> Document:

◆ ◆ ◆ ◆

Callback functions as objects


 1:   #include "async.h"
 3:   void
 4:   hello()
 5:   {
 6:     warn << "Hello, World!\n";
 7:     exit(0);
 8:   }
11:   void
12:   docallback(callback<void>::ref cb)
13:   {
14:     warn << "docallback\n";
15:     cb();
17:     // just for fun; we could have done:
18:     //
19:     // delaycb(1, 0, cb);
20:   }
22:   int
23:   main(int argc, char *argv[])
24:   {
25:     async_init();
27:     callback<void>::ref foo = wrap(hello);
28:     delaycb(1, 0, wrap(docallback, foo));
29:     amain();
30:   }

Line 27 and 28 could be combined in the more straightforward call:

27:     delaycb(1, 0, wrap(docallback, wrap(hello)));
but we wrote it the way we did to better explain what is going on.

The interesting bit is on line 27. The result of the call to wrap(hello) is of type callback<void>::ref. The < and > means we're dealing with C++ templates. Don't get nervous. The void between the < and > brackets is to indicate that the callback function (hello in this case) returns void. (The ::ref thingy refers to the the ref member of the callback class. Forget it.) Delaycb only accepts callbacks of type callback<void>::ref. But we'll see examples of more complicated callback objects later.

Line 28 is a delaycb that passes the hello callback function---i.e., foo---as a parameter to docallback. When docallback gets called, it invokes the callback function cb. Notice that cb() looks just like a regular function call.

Currying parameters

In the previous lesson you learned how to pass parameters to callback functions; you simply supply the parameters to the callback function as parameters to wrap. But you can get away with doing less.

◆ ◆ ◆ ◆

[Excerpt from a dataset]
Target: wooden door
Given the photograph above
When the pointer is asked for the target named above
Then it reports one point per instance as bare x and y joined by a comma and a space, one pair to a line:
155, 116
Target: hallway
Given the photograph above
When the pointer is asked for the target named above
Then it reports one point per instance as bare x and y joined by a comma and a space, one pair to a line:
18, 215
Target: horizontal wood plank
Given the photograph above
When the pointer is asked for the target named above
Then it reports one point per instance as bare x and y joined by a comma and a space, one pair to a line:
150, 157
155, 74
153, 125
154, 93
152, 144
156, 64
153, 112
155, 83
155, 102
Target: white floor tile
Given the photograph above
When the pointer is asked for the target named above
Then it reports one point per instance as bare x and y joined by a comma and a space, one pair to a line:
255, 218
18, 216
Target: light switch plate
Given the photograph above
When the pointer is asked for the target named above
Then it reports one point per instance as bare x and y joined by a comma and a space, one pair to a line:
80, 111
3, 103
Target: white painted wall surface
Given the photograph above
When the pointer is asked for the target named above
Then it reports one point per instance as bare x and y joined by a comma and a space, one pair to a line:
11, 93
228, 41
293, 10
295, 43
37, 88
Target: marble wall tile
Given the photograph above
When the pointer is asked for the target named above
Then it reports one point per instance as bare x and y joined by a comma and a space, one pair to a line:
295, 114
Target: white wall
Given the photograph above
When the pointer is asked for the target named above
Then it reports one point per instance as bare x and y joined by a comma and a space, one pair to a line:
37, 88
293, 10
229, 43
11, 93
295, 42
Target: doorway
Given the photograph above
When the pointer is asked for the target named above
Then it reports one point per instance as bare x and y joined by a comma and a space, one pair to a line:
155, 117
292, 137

◆ ◆ ◆ ◆

> Required actions:
1. Answer these questions on the callback tutorial:
(a) What single call could replace lines 27 and 28 of the code?
(b) What does the void between the < and > brackets indicate?
(c) Which type of callback does delaycb accept?
2. Update the callback tutorial by restating the passage from "The interesting bit" to "regular function call.", with "docallback" replaced by "runcallback".
3. Name every function defined in the code listing of the callback tutorial.
The rows have no connection to the callback tutorial.

> Task responses:
1.
(a) delaycb(1, 0, wrap(docallback, wrap(hello)));
(b) It indicates that the callback function (hello in this case) returns void.
(c) callback<void>::ref

2.
The interesting bit is on line 27. The result of the call to wrap(hello) is of type callback<void>::ref. The < and > means we're dealing with C++ templates. Don't get nervous. The void between the < and > brackets is to indicate that the callback function (hello in this case) returns void. (The ::ref thingy refers to the the ref member of the callback class. Forget it.) Delaycb only accepts callbacks of type callback<void>::ref. But we'll see examples of more complicated callback objects later.

Line 28 is a delaycb that passes the hello callback function---i.e., foo---as a parameter to runcallback. When runcallback gets called, it invokes the callback function cb. Notice that cb() looks just like a regular function call.

3. hello, docallback, main